Okuma parçası.
═══

Ekrem İmamoğlu’nun seçimi yeniden kazanması durumunda ilk önce parti içerisindeki muhalif sesler daha da yükselmeye ve zaman içerisinde partiden ayrışmaya başlayacak… ardından Erdoğan’ın yenildiği algısı AK Parti içerisinde giderek güçlenecek ve korkudan kaynaklı partide yer alanlar bir bir partiden ayrılacaklar…

Eğer seçimi Ekrem İmamoğlu kazanırsa… AK Parti zaman içerisinde çok büyük bir çözülme yaşayacak.

Peki…

EKREM İMAMOĞLU KAYBEDERSE NE OLUR?

AK Parti’nin beka kavramı üzerine inşa ettiği seçim kampanyası toplum kanadında beklediği karşılığı bulmadı. Kampanya sürecinde kullandıkları dilden, takındıkları tavra kadar büyük hatalar yaptılar. Hem de hata üstüne hata… Bu hatalardan en büyüğü İstanbul seçimleri olarak yorumlanabilir.

Çünkü

AK Parti’nin itiraz gerekçeleri, kendi seçmeni noktasında dahi yetersiz kaldı. Seçmeninin büyük bir kısmını ikna edemedi… Alternatifleri yeterli göremediğinden kaynaklı olarak AK Parti’ye oy atan ve partisiz seçmen olarak tanımlanabilecek belirleyici rol üstlenen bir kesimi de bütünüyle kaybettiler… Bu süreçte Ali İhsan Yavuz; başarısız kriz yönetiminin, hata üstüne hata dolu parti politikasının silüeti oldu… Parti içerisindeki kimliğini hataların yüzü bağlamında inşa etti.

═══

Verilen bilgiler.

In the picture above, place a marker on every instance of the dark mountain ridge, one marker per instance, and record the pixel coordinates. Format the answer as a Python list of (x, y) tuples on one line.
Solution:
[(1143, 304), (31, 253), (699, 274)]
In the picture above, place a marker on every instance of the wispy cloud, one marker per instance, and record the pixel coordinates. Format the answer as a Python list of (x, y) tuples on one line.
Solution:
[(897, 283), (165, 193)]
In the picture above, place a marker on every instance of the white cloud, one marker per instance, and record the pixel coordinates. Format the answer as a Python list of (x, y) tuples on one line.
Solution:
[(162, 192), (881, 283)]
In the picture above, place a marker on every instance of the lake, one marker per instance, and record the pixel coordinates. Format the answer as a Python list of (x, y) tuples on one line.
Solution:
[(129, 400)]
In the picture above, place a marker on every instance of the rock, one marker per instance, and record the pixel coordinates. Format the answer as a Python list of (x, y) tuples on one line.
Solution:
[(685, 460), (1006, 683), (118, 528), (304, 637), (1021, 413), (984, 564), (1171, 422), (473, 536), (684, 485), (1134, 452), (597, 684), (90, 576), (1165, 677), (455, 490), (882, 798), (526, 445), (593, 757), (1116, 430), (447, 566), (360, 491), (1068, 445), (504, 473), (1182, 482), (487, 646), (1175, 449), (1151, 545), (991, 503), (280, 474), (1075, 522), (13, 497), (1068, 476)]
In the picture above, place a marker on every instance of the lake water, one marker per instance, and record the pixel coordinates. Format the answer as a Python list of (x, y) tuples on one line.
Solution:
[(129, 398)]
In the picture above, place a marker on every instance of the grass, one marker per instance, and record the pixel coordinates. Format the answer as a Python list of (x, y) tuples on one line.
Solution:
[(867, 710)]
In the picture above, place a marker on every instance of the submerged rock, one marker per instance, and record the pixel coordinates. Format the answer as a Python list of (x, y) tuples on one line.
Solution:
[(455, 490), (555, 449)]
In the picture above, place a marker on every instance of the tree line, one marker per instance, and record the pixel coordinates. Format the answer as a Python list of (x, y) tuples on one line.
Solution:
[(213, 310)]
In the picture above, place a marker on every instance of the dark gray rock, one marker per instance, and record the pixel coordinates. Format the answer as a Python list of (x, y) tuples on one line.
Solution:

═══

Yapılacak iş. Okuma parçasına göre AK Parti'nin yaptığı hatalardan en büyüğü hangisi olarak yorumlanabilir? Satırlar başka bir kaynaktan alınmıştır.

Görevin çıktısı. İstanbul seçimleri.